## WHAT THIS TASK INVOLVES
Among the records below, the line containing "Each instance receives one keypoint. Annotate the quilted" marks the start. Output it and all lines after it exactly.

■ ■ ■

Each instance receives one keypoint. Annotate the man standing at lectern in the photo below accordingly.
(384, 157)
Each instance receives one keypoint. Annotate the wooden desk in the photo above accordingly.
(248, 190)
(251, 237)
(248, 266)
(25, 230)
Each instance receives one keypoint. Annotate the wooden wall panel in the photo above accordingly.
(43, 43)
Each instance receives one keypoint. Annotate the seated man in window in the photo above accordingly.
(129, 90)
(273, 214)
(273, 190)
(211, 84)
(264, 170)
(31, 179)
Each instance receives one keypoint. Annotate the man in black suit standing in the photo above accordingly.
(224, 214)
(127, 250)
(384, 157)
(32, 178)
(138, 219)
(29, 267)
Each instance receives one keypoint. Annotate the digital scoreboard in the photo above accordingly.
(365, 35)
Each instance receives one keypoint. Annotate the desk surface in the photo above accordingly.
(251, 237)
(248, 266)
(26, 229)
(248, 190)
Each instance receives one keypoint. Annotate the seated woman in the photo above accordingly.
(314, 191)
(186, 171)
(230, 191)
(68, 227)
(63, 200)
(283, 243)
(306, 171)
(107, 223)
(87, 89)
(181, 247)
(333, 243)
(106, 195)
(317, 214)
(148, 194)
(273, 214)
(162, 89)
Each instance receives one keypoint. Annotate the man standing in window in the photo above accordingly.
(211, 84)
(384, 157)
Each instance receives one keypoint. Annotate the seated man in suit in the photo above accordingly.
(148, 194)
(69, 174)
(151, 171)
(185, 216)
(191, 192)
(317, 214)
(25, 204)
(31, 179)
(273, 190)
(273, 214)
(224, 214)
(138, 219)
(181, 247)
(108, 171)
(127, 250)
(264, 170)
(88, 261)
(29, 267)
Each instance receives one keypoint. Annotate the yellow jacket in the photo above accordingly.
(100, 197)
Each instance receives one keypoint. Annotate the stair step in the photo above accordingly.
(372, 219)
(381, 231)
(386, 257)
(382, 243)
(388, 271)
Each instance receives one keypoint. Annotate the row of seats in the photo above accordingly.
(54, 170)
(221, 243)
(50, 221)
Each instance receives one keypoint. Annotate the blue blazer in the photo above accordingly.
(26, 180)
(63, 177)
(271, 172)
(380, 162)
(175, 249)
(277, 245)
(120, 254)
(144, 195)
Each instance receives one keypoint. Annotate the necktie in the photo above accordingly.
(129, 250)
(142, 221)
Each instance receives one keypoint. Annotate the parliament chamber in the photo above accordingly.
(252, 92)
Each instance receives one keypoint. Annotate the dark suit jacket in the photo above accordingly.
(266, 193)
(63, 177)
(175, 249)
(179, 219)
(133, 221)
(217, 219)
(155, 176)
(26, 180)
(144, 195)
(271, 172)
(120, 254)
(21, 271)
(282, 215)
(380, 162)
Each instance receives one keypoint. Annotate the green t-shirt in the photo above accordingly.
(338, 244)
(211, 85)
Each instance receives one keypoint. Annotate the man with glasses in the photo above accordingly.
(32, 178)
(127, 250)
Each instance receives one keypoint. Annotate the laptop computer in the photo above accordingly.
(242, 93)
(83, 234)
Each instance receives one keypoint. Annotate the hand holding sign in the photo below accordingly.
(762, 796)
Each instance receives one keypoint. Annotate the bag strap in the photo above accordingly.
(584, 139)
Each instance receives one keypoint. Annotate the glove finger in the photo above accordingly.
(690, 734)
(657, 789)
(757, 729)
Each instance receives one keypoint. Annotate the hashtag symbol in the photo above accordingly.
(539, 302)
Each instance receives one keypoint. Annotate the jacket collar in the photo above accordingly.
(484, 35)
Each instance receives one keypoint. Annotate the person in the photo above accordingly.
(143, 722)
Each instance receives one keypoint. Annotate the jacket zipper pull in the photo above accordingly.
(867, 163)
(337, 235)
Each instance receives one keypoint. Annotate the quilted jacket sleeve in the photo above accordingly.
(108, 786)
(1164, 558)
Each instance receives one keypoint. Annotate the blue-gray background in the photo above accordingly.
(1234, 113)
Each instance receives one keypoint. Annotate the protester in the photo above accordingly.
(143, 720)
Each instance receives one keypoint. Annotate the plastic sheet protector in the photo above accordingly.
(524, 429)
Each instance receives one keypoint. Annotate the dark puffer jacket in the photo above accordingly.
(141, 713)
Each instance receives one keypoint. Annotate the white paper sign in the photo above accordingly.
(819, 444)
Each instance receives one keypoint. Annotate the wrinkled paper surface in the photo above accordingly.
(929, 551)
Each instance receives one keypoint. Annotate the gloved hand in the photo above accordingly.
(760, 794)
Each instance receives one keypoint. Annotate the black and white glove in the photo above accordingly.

■ ■ ■

## ANSWER SECTION
Each instance receives one keypoint. Annotate the quilted jacket sleeve in the photo above accordingly.
(108, 786)
(1164, 558)
Each instance receives one keypoint. Annotate the blue-gray background in the photo above accordingly.
(1234, 113)
Each instance receives one keypoint. Annotate the protester in the photo above accordingly.
(143, 720)
Each instance receives one keypoint. Annotate the plastic sheet protector in the photo above accordingly.
(524, 429)
Each instance receives one keypoint. Annotate the dark puffer jacket in the photo above accordingly.
(141, 713)
Each instance receives one keypoint. Annotate the white paper sign in the photo above accordingly.
(819, 444)
Each instance receives one keypoint. Annotate the wrinkled paper surface in the photo above accordingly.
(929, 551)
Each instance receives one keypoint. Annotate the gloved hand in the photo above accordingly.
(760, 794)
Each instance receives one keypoint. Annotate the black and white glove in the photo above accordingly.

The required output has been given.